Work task — In the article on cardiac health of middle school athletes, what percentage of total deaths in youth sports did sudden cardiac death account for?

Selected excerpt —
:::::

Study: don’t ignore cardiac health of middle school athletes
(Conn.) Young teenagers accounted for the majority of sudden death in American youth sports between 2007 and 2015, with heart-related fatalities being the most common cause, according to a new study.
The most common setting for a fatality was during organized middle school practice time, and the most common sport that inflicted sudden death was basketball.
Researchers from the Korey Stringer Institute at the University of Connecticut found that during that time span, sudden cardiac death accounted for 76 percent of the total deaths in youth sports. Basketball accounted for the largest proportion, at 36 percent.
“Sudden cardiac death is one hundred percent preventable,” Tory Lindley, president of the National Athletic Trainers’ Association, said in a statement. “While high school and college sports usually get the spotlight when it comes to the prevention of catastrophic health and injury events, this study confirms the need to extend best practices and policies to the youth and recreational levels to protect all young athletes. It is incumbent on middle schools, organized and recreational sports programs to put the health and safety of participant’s first.”
Increasing efforts have been made in recent years to protect student athletes. In California alone, former-Gov. Jerry Brown signed a bill last year requiring that coaches of high school athletics undergo training to spot the signs and symptoms of heat illness and respond to students suffering heat exhaustion and exertional heat stroke.

:::::

Record set —
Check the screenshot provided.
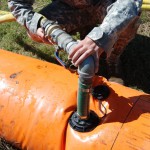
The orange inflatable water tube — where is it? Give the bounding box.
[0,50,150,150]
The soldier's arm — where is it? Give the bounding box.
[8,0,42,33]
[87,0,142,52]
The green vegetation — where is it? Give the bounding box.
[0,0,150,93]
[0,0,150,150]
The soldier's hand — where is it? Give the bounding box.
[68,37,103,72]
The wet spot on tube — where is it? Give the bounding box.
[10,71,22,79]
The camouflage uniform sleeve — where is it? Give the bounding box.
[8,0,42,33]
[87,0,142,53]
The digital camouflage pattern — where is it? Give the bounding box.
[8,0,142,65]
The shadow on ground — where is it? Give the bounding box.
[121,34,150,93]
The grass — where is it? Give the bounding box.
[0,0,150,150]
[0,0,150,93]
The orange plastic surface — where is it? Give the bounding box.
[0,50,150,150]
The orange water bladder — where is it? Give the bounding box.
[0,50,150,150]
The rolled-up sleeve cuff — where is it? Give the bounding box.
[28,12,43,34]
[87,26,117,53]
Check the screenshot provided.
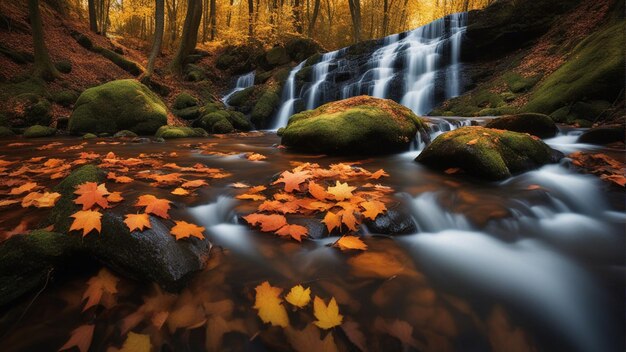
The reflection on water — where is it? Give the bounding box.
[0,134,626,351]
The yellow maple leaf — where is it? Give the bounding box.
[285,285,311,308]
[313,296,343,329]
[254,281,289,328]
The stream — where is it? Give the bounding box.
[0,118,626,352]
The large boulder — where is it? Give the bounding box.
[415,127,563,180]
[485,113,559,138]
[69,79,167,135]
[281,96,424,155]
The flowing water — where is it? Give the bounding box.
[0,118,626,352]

:::::

Task solution — 76 percent